**Extract**
A pet bird’s cage should be chosen with great care and attention to detail to ensure its health, safety and quality of life.
A common challenge for pet specialty stores today is having to fight the Internet on pricing. How often does a customer come in to buy a pet bird and note they already have a cage that they bought online? The worst part is that the customer does not know what they are getting; just because a cage appears to be the same as those sold in a pet store, that does not mean it is the same in terms of quality and safety. So while it may have seemed like a bargain to the customer, the cage could mean disaster for their pet parrot. For this reason, pet stores should seize every opportunity to educate customers and show them the wisdom of buying their cages directly from the store.
Pet bird owners, especially new ones, need to understand the basics of finding an appropriate cage for their pets. For starters, bird owners need to consider the strength of the cage bars, the spacing between the bars and what they are made of before choosing a cage. Usually with smaller parrots like parakeets (budgerigars) and cockatiels, the spacing is the more important factor, as a bird can be seriously injured or even killed if it is able put its head through the bars of the cage.
With larger parrot species, bar strength is critical, as the larger the bird, the stronger the bill. Large parrots can easily break welds and even cage bars that are not appropriate for larger bird species or are of poor quality. Bird cages sold on the Internet may claim to be appropriate for a larger parrot, but the bars may not be thick enough to withstand the powerful bill. If the wire strength is subpar, at best the bird may just get out of its cage, but it’s more likely the parrot will get injured or worse if it can break the cage bars.
What the cage is made of is a very important factor when housing birds like parrots, which love to chew everything, including their housing. Metal poisoning can quickly cause death, therefore cages must be made of materials that are safe for birds, such as stainless steel. Cages that are powder-coated correctly with no chips can work as well, even if galvanized steel is used underneath. Although galvanized steel is great for keeping rust away and much less expensive than stainless steel, it is made with zinc, which is very toxic to birds. Proper powder coating protects the birds from being poisoned.
Caterina Novotny, director of marketing at Prevue Hendryx, says that established companies like Prevue test their cages to ensure that they have no exposed galvanized steel and do not contain any other toxic metals, such as lead. Since product information on the Internet is limited, often excluding information on the cage’s construction and materials, it is best for bird owners to purchase cages from brick-and-mortar pet specialty retailers with trained staff to guide them through their options.

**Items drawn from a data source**
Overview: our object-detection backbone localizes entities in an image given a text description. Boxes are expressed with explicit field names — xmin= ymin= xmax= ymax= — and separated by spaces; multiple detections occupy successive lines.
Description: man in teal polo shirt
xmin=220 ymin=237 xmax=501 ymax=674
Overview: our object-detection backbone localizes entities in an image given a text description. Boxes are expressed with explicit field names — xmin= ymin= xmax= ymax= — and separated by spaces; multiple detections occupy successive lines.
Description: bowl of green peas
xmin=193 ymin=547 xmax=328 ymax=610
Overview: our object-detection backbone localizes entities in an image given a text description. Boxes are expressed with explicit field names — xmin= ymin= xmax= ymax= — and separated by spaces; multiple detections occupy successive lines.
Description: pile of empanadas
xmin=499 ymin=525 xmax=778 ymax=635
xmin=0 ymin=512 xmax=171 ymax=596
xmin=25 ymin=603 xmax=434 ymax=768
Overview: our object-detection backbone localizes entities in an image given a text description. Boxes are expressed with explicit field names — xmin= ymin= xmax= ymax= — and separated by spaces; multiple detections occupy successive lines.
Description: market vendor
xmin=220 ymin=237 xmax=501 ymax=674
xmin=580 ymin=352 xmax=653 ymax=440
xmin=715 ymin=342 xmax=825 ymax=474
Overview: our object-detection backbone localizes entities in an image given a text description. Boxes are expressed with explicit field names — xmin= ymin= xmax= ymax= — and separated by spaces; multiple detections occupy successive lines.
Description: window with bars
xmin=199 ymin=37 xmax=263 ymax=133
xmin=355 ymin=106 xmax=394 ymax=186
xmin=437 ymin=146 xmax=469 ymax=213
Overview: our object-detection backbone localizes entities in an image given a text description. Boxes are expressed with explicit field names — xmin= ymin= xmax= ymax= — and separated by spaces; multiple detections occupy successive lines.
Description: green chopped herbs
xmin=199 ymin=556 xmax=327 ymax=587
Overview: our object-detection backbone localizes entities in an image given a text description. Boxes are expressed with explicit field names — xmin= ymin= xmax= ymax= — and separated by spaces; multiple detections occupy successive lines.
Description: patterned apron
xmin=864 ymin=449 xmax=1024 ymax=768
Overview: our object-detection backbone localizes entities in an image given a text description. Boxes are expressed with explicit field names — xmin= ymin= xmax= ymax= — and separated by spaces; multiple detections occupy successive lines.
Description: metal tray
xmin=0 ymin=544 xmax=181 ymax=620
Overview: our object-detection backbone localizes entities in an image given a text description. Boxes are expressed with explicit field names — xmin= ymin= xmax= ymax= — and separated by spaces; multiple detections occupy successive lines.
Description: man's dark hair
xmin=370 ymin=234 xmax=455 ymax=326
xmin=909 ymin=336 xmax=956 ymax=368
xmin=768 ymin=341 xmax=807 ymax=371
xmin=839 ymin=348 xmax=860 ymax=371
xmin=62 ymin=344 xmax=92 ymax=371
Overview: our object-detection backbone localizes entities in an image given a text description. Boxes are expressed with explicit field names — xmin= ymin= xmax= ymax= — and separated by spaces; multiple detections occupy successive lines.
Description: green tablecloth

**Work order 1**
Using the bird cage article, decide whether each statement agrees with it, answering yes or no and quoting the deciding words: (a) For small parrots such as cockatiels, bar spacing is usually the more important factor. (b) Galvanized steel costs more than stainless steel. (c) Zinc is harmless to birds.
**Work order 2**
Write a continuation of the bird cage article, starting after its final sentence.
The entries have no role in this work.

**Written answer 1**
(a) Yes: "Usually with smaller parrots like parakeets (budgerigars) and cockatiels, the spacing is the more important factor"
(b) No: "much less expensive than stainless steel"
(c) No: "it is made with zinc, which is very toxic to birds"

**Written answer 2**
Another risk that comes with buying a cage off the Internet is that it may be delivered broken or missing parts. Stores deal with this issue all the time and can easily return cages that cannot be fixed or get missing parts from the manufacturer. The cage is already assembled at the store, which means if there are any initial problems, they can be addressed by the store, and the bird owner is getting a well-made and complete home for their pet right away. If the bird owner buys a cage with issues online, it can be a huge hassle to get parts or try to return the cage.
This brings up the point that it is really a necessity for stores to set up bird cages not only to be sure all the parts are included and nothing is broken, but also to show off the cage and make it easy for the customer by doing all the assembly work. A cage will never sell as well if it is kept unassembled in a box. At the very least, stores should display one of each style and/or color.
If a cage is sold boxed, the salesperson should pull it out and check to be sure it is in good shape and not missing any parts before the customer leaves the store. Stores can also give a small discount on unassembled cages to give customers an incentive to buy it over an assembled one.
One of the best marketing tools to get customers to buy their cages from a pet store is to offer a discount on a bird and perhaps the supplies, but only if they buy everything from the store. Complete setups should always be discounted to give the best value to the customer and for the store to make the most margin.
Robyn Bright has a master’s degree in parrot biology and more than 35 years of pet retailing experience.